(Location identification records)
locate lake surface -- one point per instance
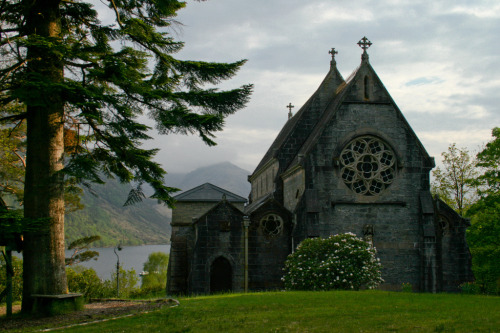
(130, 257)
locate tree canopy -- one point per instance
(86, 87)
(454, 181)
(484, 234)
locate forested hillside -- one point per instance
(146, 222)
(225, 175)
(104, 215)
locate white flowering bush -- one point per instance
(342, 261)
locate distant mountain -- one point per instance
(225, 175)
(104, 215)
(147, 222)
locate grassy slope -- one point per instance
(367, 311)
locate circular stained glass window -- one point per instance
(368, 165)
(272, 225)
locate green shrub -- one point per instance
(156, 278)
(342, 261)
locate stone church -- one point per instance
(347, 161)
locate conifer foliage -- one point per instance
(343, 261)
(87, 83)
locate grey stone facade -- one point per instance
(347, 161)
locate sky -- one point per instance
(439, 60)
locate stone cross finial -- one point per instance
(364, 43)
(290, 106)
(333, 52)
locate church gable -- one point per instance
(298, 127)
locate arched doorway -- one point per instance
(221, 276)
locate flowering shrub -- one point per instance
(342, 261)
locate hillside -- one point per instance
(104, 215)
(225, 175)
(146, 222)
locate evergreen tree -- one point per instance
(92, 81)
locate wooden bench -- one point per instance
(50, 305)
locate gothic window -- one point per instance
(366, 87)
(368, 165)
(444, 225)
(271, 225)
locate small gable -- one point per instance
(208, 193)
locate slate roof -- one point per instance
(208, 193)
(326, 91)
(333, 92)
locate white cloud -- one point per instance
(438, 60)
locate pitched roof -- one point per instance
(343, 96)
(208, 192)
(317, 102)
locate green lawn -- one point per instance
(336, 311)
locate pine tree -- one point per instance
(92, 81)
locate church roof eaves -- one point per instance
(208, 193)
(333, 107)
(221, 202)
(333, 76)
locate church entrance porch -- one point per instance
(221, 276)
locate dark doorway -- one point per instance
(221, 276)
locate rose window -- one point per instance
(272, 225)
(368, 165)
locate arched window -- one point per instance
(271, 225)
(366, 87)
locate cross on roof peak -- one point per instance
(333, 52)
(364, 43)
(290, 106)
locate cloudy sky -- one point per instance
(438, 59)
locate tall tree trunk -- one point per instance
(44, 269)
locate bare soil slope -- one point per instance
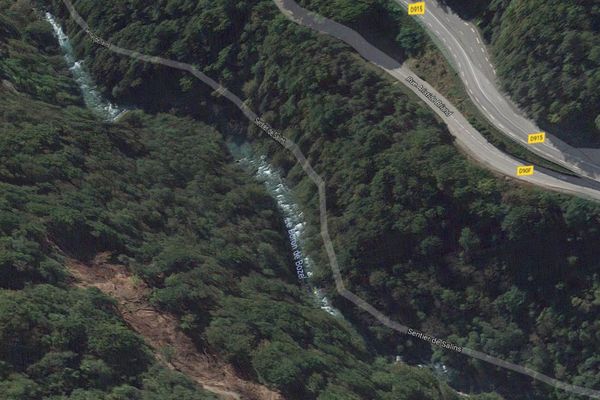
(161, 331)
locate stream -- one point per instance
(91, 95)
(256, 166)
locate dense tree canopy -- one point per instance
(547, 55)
(421, 233)
(160, 194)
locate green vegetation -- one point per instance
(161, 195)
(547, 55)
(421, 233)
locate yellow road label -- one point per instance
(525, 170)
(416, 8)
(538, 137)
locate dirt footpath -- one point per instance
(162, 333)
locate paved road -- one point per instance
(464, 47)
(301, 16)
(467, 137)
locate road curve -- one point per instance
(467, 137)
(320, 183)
(465, 49)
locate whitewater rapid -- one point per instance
(262, 170)
(293, 217)
(91, 95)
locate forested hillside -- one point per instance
(160, 194)
(547, 54)
(423, 234)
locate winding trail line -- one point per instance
(295, 150)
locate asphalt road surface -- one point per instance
(467, 137)
(464, 47)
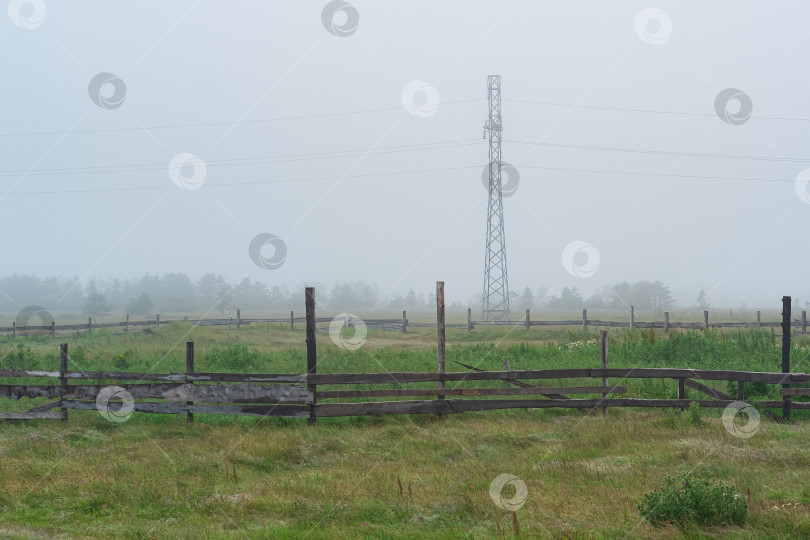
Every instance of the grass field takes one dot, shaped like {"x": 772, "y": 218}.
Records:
{"x": 409, "y": 476}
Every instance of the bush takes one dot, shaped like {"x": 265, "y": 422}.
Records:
{"x": 695, "y": 501}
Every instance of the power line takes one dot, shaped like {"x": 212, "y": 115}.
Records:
{"x": 662, "y": 152}
{"x": 246, "y": 183}
{"x": 223, "y": 123}
{"x": 649, "y": 111}
{"x": 335, "y": 154}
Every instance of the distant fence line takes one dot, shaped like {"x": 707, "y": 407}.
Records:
{"x": 402, "y": 324}
{"x": 300, "y": 395}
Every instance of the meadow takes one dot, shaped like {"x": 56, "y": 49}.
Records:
{"x": 406, "y": 476}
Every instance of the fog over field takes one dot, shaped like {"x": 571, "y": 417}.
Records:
{"x": 280, "y": 143}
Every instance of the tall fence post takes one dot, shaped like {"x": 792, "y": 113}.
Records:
{"x": 62, "y": 378}
{"x": 603, "y": 343}
{"x": 440, "y": 335}
{"x": 786, "y": 352}
{"x": 189, "y": 369}
{"x": 312, "y": 357}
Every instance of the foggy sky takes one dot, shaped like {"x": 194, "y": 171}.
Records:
{"x": 238, "y": 67}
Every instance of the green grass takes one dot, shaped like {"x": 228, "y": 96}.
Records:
{"x": 156, "y": 476}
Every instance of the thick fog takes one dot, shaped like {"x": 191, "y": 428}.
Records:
{"x": 344, "y": 143}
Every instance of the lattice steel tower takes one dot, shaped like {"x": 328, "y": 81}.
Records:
{"x": 496, "y": 284}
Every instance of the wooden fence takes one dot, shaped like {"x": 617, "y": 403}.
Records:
{"x": 302, "y": 395}
{"x": 402, "y": 324}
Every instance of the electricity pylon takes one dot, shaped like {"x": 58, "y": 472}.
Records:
{"x": 496, "y": 284}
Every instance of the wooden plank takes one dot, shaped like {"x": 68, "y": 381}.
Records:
{"x": 711, "y": 392}
{"x": 31, "y": 416}
{"x": 794, "y": 392}
{"x": 471, "y": 392}
{"x": 240, "y": 393}
{"x": 461, "y": 405}
{"x": 288, "y": 411}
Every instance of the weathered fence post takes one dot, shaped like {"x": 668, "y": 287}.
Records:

### Goal
Recast every line of the records above as a Markdown table with two columns, Row and Line, where Row holds a running number and Line holds the text. Omit blank lines and leave the pictures out.

### Output for this exercise
| Row | Line |
|---|---|
| 1 | locate lake surface -- one point per instance |
| 2 | (130, 257) |
| 3 | locate tree canopy -- one point per instance |
| 4 | (86, 87) |
| 5 | (454, 181) |
| 6 | (484, 234) |
| 7 | locate forested hillside -- one point per instance |
| 8 | (146, 222) |
| 9 | (225, 175) |
| 10 | (104, 215) |
| 11 | locate white flowering bush -- one point per instance |
| 12 | (342, 261) |
| 13 | locate distant mountain -- one point per instance |
| 14 | (225, 175) |
| 15 | (104, 215) |
| 16 | (147, 222) |
| 17 | locate grassy slope -- one point per instance |
| 18 | (367, 311) |
| 19 | locate circular stained glass window -- one point per instance |
| 20 | (368, 165) |
| 21 | (272, 225) |
| 22 | locate green shrub -- one point per instance |
| 23 | (156, 278) |
| 24 | (342, 261) |
| 25 | locate stone church -- one point per instance |
| 26 | (347, 161) |
| 27 | locate conifer foliage -- one point per instance |
| 28 | (343, 261) |
| 29 | (87, 83) |
| 30 | locate grey stone facade -- one point per instance |
| 31 | (347, 161) |
| 32 | locate sky -- one point per instance |
| 33 | (439, 60) |
| 34 | locate stone cross finial -- one point per instance |
| 35 | (364, 43) |
| 36 | (290, 106) |
| 37 | (333, 52) |
| 38 | locate church gable -- one point per instance |
| 39 | (298, 127) |
| 40 | locate arched doorway -- one point per instance |
| 41 | (221, 276) |
| 42 | locate flowering shrub -- one point per instance |
| 43 | (342, 261) |
| 44 | locate hillside -- one point per instance |
| 45 | (104, 215) |
| 46 | (225, 175) |
| 47 | (146, 222) |
| 48 | locate evergreen tree -- one point per instance |
| 49 | (92, 81) |
| 50 | locate wooden bench -- one point per instance |
| 51 | (50, 305) |
| 52 | locate gothic window -- one point per instance |
| 53 | (366, 87) |
| 54 | (368, 165) |
| 55 | (444, 225) |
| 56 | (271, 225) |
| 57 | locate small gable -- one point per instance |
| 58 | (208, 193) |
| 59 | locate slate roof -- one point per instance |
| 60 | (208, 193) |
| 61 | (326, 91) |
| 62 | (333, 92) |
| 63 | locate white cloud -- one point per instance |
| 64 | (438, 60) |
| 65 | locate pitched roof -- one point per instance |
| 66 | (343, 96) |
| 67 | (208, 192) |
| 68 | (317, 102) |
| 69 | locate green lawn -- one point per instance |
| 70 | (336, 311) |
| 71 | locate pine tree -- one point per instance |
| 72 | (92, 81) |
| 73 | locate church roof eaves -- one point per instance |
| 74 | (208, 193) |
| 75 | (333, 107) |
| 76 | (221, 202) |
| 77 | (333, 76) |
| 78 | locate church entrance porch -- one point per instance |
| 79 | (221, 276) |
| 80 | locate dark doorway -- one point per instance |
| 81 | (221, 276) |
| 82 | locate rose window -- one point per instance |
| 83 | (272, 225) |
| 84 | (368, 165) |
| 85 | locate arched window -- one point per instance |
| 86 | (271, 225) |
| 87 | (366, 87) |
| 88 | locate cross on roof peak -- one point per instance |
| 89 | (333, 52) |
| 90 | (364, 43) |
| 91 | (290, 106) |
| 92 | locate cloudy sky -- one point per instance |
| 93 | (438, 59) |
| 94 | locate tall tree trunk -- one point per instance |
| 95 | (44, 269) |
| 96 | locate bare soil slope -- one point per instance |
| 97 | (161, 331) |
| 98 | locate stream -- one point per instance |
| 99 | (91, 95) |
| 100 | (256, 166) |
| 101 | locate dense tree canopy -- one point per instance |
| 102 | (547, 55) |
| 103 | (421, 233) |
| 104 | (160, 194) |
| 105 | locate green vegetation -- one point per instance |
| 106 | (161, 195) |
| 107 | (547, 55) |
| 108 | (421, 233) |
| 109 | locate yellow road label -- one point per instance |
| 110 | (525, 170) |
| 111 | (416, 8) |
| 112 | (538, 137) |
| 113 | locate dirt footpath -- one point per instance |
| 114 | (162, 333) |
| 115 | locate paved road -- one point per instance |
| 116 | (464, 47) |
| 117 | (301, 16) |
| 118 | (467, 137) |
| 119 | locate road curve -- one point per instance |
| 120 | (467, 137) |
| 121 | (320, 183) |
| 122 | (465, 49) |
| 123 | locate whitewater rapid -- one point per instance |
| 124 | (262, 170) |
| 125 | (293, 217) |
| 126 | (91, 95) |
| 127 | locate forested hillside -- one point per instance |
| 128 | (160, 194) |
| 129 | (547, 54) |
| 130 | (423, 234) |
| 131 | locate winding trail line -- one point per instance |
| 132 | (295, 150) |
| 133 | locate asphalt road surface -- one point per instance |
| 134 | (467, 137) |
| 135 | (464, 47) |
| 136 | Every instance of the grass field takes one dot, shaped like {"x": 772, "y": 218}. |
| 137 | Records: |
| 138 | {"x": 409, "y": 476} |
| 139 | Every instance of the bush takes one dot, shaped like {"x": 265, "y": 422}. |
| 140 | Records: |
| 141 | {"x": 695, "y": 501} |
| 142 | Every instance of the power line takes one dot, shaped like {"x": 212, "y": 115}. |
| 143 | Records: |
| 144 | {"x": 662, "y": 152} |
| 145 | {"x": 246, "y": 183} |
| 146 | {"x": 223, "y": 123} |
| 147 | {"x": 649, "y": 111} |
| 148 | {"x": 335, "y": 154} |
| 149 | Every instance of the distant fence line takes one dot, shaped like {"x": 707, "y": 407}. |
| 150 | Records: |
| 151 | {"x": 402, "y": 324} |
| 152 | {"x": 300, "y": 395} |
| 153 | Every instance of the meadow takes one dot, shaped like {"x": 56, "y": 49}. |
| 154 | Records: |
| 155 | {"x": 406, "y": 476} |
| 156 | Every instance of the fog over field takes one dot, shaped like {"x": 571, "y": 417}. |
| 157 | Records: |
| 158 | {"x": 280, "y": 143} |
| 159 | Every instance of the tall fence post takes one dot, shaped like {"x": 792, "y": 113}. |
| 160 | Records: |
| 161 | {"x": 62, "y": 378} |
| 162 | {"x": 603, "y": 343} |
| 163 | {"x": 440, "y": 335} |
| 164 | {"x": 786, "y": 352} |
| 165 | {"x": 189, "y": 369} |
| 166 | {"x": 312, "y": 357} |
| 167 | Every instance of the foggy sky takes one dot, shaped like {"x": 194, "y": 171}. |
| 168 | Records: |
| 169 | {"x": 238, "y": 67} |
| 170 | Every instance of the green grass takes one dot, shaped like {"x": 228, "y": 96}. |
| 171 | Records: |
| 172 | {"x": 156, "y": 476} |
| 173 | Every instance of the thick fog takes one dot, shaped like {"x": 191, "y": 428}. |
| 174 | Records: |
| 175 | {"x": 344, "y": 143} |
| 176 | Every instance of the lattice steel tower takes one dot, shaped like {"x": 328, "y": 81}. |
| 177 | Records: |
| 178 | {"x": 496, "y": 284} |
| 179 | Every instance of the wooden fence takes one dot, shaped like {"x": 617, "y": 403}. |
| 180 | Records: |
| 181 | {"x": 302, "y": 395} |
| 182 | {"x": 402, "y": 324} |
| 183 | Every instance of the electricity pylon takes one dot, shaped like {"x": 58, "y": 472}. |
| 184 | Records: |
| 185 | {"x": 496, "y": 284} |
| 186 | Every instance of the wooden plank takes one dot, shaped like {"x": 68, "y": 381}. |
| 187 | Records: |
| 188 | {"x": 711, "y": 392} |
| 189 | {"x": 31, "y": 416} |
| 190 | {"x": 794, "y": 392} |
| 191 | {"x": 471, "y": 392} |
| 192 | {"x": 240, "y": 393} |
| 193 | {"x": 461, "y": 405} |
| 194 | {"x": 288, "y": 411} |
| 195 | Every instance of the weathered fence post takes one dot, shaped like {"x": 668, "y": 287}. |
| 196 | Records: |